TASK LIST ::
**1)** In the Dan Mangan concert review below, how old was Mangan when his mother sent him to Guatemala?
**2)** Carry on writing the Dan Mangan concert review from the point where it stops.

DOCUMENT SECTION ::

Fresh from winning two Juno awards, Dan Mangan arrived in Brighton for the first of his UK shows to support his third record Oh Fortune. Mangan's appeal is growing quickly outside of his native Canada, and for the small but sold out audience on the south coast, it was a chance to experience an intimate evening with a man who has much larger stages to play on the horizon.
With a crowd suitably warmed up by the hometown talents of cellist Abi Wade, and the prog rock of Toronto based Zeus (including a surreal cover of Genesis staple 'That's All'), Mangan unassumingly appeared on the small stage. Dressed in a army style medic's shirt, complete with a red cross on the back, you could be forgiven for thinking that Mangan had arrived to dish out some musical first aid. In many ways over the next hour he did, although I suspect his dress code was also a sly nod to recent single 'Post War Blues'.
Starting his pre-birthday show with a jazzy and slow burning instrumental piece was also a brave move. Thematically it fitted with much of the material from the most recent record, but it also demonstrated to the assembled crowd of no more than 250 just how big his band could sound in such a small space. The set that followed was heavily indebted to tracks from Oh Fortune, showcasing the talents of his one man brass section, although earlier material sat comfortably alongside these tracks..
It was also a set with a heart. Two songs in particular were delivered with heartbreaking sincerity midway through the evening. Mangan explained how his view on life was changed when he was sent on a trip to Guatemala by his mother. She was keen for him to not grow up as a 'brat' in the comfortable surroundings of suburban Vancouver and so at the age of 17 Mangan saw first hand the aftermath of civil war in the Central American country. That experience informed the melancholy lyrics of 'Starts With Them, Ends With Us'. The second track in this one-two gut punch was 'Basket' which reflects on the twilight of a life and was here dedicated to Mangan's dead grandfather.

DATA EXTRACT ::

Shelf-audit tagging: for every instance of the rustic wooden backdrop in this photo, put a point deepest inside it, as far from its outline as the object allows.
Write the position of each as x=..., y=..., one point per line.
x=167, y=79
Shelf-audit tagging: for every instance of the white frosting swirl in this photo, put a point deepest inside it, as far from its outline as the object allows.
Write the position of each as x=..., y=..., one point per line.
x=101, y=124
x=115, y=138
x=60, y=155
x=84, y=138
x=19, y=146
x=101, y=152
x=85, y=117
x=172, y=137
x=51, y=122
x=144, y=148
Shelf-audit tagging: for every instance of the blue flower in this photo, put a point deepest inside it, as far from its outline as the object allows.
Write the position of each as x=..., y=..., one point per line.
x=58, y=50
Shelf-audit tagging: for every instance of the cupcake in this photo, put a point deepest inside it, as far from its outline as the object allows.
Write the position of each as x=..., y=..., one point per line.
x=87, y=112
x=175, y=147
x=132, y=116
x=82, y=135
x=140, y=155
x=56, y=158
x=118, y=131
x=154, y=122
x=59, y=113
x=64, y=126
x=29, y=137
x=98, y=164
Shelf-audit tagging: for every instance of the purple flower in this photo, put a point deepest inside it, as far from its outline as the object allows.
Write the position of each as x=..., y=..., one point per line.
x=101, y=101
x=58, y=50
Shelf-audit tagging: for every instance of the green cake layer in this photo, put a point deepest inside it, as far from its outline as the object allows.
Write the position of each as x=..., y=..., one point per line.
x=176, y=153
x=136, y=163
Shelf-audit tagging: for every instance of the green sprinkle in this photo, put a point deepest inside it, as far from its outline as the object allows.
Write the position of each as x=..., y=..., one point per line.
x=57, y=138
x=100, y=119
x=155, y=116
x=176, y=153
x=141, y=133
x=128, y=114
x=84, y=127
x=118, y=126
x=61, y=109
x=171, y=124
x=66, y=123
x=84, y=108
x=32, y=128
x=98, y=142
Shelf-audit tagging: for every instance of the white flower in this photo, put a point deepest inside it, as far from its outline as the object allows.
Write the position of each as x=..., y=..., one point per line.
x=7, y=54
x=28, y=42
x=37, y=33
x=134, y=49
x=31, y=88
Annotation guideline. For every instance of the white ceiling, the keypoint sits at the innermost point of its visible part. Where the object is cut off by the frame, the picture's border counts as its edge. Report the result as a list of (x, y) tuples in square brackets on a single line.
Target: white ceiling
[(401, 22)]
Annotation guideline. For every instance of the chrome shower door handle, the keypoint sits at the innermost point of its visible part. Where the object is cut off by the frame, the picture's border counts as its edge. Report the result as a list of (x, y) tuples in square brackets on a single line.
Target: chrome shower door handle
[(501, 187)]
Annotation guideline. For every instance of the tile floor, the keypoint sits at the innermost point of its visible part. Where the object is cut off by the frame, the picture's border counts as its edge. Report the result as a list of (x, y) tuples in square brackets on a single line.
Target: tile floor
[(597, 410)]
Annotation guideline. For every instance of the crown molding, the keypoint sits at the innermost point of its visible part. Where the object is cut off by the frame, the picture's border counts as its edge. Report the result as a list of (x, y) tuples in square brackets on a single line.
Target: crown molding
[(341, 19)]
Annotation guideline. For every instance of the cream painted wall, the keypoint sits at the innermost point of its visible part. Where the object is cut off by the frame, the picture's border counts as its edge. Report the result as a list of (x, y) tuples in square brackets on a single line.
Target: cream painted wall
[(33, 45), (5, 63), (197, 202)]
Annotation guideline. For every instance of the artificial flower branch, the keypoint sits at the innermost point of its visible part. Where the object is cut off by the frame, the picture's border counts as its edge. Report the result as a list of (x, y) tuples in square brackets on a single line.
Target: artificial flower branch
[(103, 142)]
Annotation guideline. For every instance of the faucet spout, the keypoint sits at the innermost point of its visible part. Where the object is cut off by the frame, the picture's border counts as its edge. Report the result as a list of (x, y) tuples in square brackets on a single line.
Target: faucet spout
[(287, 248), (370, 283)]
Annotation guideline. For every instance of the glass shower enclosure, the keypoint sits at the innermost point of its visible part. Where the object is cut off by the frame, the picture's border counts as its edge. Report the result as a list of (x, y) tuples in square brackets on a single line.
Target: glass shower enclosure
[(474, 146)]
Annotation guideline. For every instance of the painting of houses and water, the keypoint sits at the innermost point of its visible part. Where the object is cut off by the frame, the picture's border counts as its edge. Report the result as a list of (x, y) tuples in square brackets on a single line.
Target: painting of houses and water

EXERCISE RESPONSES ::
**1)** He was 17.

**2)**
However, despite these more emotionally revealing moments, there was also room for joyous singalongs. 'Robots' and Oh Fortune standout track 'Rows Of Houses' closed the main part of the set with suitably raucous audience participation. Mangan then invited members of Zeus on to the stage for part of a memorable encore. In the knowledge that Mangan was within hours of turning 29 he seemingly turned the final few songs into an impromptu party. This included a homage to one of his musical heroes Elliott Smith (a cover version of XO's 'Waltz #2), and a final acoustic number, during which he stood on a stool in the middle of the crowd while orchestrating the room in choruses of ooh's and aah's.
There's very little to fault Mangan on then, he's managed to get a band of 5 musicians to sound even bigger than they did in the studio. He's also managed to balance songs with a conscience with those that demonstrate a more celebratory and lighter touch. With larger venues and festival performances in the months ahead, Mangan's show will be a little less personal, but it will still be sure to win him over some new fans.